» SELECTED TEXT
# customize the splash screen ,why this border? and fonts



## mantra (Jun 20, 2018)

hi
I run lightroom 7.4 under windows 10 and under high sierra ,i have installed 2015 last build too

may i ask 3 questions?

i have watched this video ( *it's not i*n my native language , i guess it's spanish )




i created a new splash screen but there is always this border 

1)
is there a way to get rid of this gray border ? i dump a screenshot , opened with photoshop and this gray it's a #323132









2) 
is there a way to obtain & edit  the lightroo 7.4  embed splashscreen  ? just to edit and create mine like the video


3)
is there a way to edit the fonts size?
if i'm not wrong in the amazing Jeffrey Friedl plugins , in the past i found a editor to edit info displayed and font size?
i have setup on preferences->interface->small
but i would love to have them smaller


thank you so much


----------



## Rob_Cullen (Jun 21, 2018)

mantra said:


> is there a way to get rid of this gray border ?


I also use my own splashscreen, but like you, I also see the grey border.
It seems that it is a background layer added to show the Adobe copyright message.
I do not think it will be removable.
Edit:  The grey border existed in 2013.! See this article- http://www.tipsquirrel.com/customize-lightroom-5-splash-screen/

I created a splash image with full transparent background, saved as .PNG to preserve transparency, and the grey of the 'border' also fills my image background.
Screen-clip attached illustrates my PNG image on the left and the LR splash result on the right.


----------



## mantra (Jun 21, 2018)

I-See-Light said:


> I also use my own splashscreen, but like you, I also see the grey border.
> It seems that it is a background layer added to show the Adobe copyright message.
> I do not think it will be removable.
> .


hi 
i guess maybe they will fix it in the next versions
thanks


----------

» INSTRUCTION 1
In the Lightroom splash screen thread, what color code did the first poster get for the gray border after opening a screenshot in Photoshop?
» INSTRUCTION 2
Retype the passage from the Lightroom splash screen thread starting with "## mantra (Jun 20, 2018)" and going on through "it's spanish )".

» RECORDS
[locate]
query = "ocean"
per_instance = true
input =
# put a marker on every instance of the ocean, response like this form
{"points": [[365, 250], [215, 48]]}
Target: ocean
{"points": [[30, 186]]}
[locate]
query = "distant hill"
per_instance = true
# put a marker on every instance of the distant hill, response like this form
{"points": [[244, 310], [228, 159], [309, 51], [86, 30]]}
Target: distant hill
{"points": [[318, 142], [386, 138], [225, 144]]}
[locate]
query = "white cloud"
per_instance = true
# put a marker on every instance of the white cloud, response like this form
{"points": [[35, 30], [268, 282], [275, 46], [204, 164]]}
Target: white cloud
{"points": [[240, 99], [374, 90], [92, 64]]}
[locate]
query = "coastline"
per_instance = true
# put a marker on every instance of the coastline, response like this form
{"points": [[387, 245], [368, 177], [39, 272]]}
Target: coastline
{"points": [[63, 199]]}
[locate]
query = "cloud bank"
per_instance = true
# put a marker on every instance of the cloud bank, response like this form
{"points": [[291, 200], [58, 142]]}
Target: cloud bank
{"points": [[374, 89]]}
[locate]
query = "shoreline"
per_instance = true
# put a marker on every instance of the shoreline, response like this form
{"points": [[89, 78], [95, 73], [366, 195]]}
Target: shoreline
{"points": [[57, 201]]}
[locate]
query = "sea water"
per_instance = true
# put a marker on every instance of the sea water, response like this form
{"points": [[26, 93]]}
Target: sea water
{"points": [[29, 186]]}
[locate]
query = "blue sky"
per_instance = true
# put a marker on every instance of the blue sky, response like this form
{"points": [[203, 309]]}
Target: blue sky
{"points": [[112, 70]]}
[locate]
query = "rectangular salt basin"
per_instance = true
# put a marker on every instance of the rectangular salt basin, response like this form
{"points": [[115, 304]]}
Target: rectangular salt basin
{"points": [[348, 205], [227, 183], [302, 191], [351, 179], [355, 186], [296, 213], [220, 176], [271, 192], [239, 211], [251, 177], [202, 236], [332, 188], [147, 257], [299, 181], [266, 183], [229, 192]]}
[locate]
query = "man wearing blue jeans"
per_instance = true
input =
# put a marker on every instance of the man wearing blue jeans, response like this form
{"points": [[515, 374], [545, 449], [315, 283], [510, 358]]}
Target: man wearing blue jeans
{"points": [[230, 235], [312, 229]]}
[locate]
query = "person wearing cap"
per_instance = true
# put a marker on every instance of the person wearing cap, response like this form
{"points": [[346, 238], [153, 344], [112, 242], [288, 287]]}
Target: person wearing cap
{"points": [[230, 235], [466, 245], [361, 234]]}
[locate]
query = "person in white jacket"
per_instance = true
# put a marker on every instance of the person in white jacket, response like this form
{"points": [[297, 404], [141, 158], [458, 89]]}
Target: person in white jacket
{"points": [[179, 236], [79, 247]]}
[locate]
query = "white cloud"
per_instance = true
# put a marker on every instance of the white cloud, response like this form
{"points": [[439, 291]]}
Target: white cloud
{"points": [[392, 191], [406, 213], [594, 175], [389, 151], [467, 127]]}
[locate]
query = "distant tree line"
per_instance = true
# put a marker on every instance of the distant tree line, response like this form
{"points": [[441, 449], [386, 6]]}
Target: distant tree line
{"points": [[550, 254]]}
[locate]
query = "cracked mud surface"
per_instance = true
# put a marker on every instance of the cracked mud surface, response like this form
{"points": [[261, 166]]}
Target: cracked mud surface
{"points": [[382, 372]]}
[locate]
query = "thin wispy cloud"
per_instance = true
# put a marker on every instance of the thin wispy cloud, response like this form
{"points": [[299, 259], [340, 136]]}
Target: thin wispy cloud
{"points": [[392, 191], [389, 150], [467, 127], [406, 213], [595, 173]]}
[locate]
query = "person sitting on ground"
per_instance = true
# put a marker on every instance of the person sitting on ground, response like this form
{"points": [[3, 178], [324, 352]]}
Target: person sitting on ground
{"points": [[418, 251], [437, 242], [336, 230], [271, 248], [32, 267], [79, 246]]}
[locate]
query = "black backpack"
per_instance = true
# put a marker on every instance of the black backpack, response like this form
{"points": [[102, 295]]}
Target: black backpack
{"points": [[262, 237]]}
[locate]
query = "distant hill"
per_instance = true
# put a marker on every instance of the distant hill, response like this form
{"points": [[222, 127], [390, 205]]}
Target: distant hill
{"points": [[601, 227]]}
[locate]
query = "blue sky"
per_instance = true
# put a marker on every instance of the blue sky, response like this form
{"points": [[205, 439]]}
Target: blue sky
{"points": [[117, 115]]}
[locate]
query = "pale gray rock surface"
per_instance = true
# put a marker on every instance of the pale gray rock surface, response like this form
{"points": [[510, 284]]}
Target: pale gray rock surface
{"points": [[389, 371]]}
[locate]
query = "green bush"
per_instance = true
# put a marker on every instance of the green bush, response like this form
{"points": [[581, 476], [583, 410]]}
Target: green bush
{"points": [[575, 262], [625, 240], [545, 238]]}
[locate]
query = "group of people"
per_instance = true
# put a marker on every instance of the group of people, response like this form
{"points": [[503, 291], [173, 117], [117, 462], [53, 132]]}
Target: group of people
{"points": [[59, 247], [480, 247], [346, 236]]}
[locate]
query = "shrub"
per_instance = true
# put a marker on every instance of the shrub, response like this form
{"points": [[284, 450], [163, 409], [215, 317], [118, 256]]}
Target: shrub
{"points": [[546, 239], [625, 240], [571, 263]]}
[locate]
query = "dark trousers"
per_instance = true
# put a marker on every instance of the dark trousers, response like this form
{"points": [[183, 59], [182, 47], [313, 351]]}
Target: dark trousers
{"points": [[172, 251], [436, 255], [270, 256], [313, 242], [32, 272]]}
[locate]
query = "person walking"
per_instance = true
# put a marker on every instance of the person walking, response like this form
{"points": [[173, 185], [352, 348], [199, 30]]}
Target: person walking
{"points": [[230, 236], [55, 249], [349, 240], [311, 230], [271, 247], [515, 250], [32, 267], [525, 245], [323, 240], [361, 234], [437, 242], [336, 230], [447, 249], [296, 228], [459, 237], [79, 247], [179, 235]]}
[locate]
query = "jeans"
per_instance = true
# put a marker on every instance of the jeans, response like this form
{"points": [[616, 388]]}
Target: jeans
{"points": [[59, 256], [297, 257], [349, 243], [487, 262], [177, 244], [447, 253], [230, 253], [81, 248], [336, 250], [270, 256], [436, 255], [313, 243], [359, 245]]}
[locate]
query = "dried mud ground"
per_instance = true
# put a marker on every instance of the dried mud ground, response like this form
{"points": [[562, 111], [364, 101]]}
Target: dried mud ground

» COMPLETE RESPONSE 1
#323132

» COMPLETE RESPONSE 2
## mantra (Jun 20, 2018)

hi
I run lightroom 7.4 under windows 10 and under high sierra ,i have installed 2015 last build too

may i ask 3 questions?

i have watched this video ( *it's not i*n my native language , i guess it's spanish )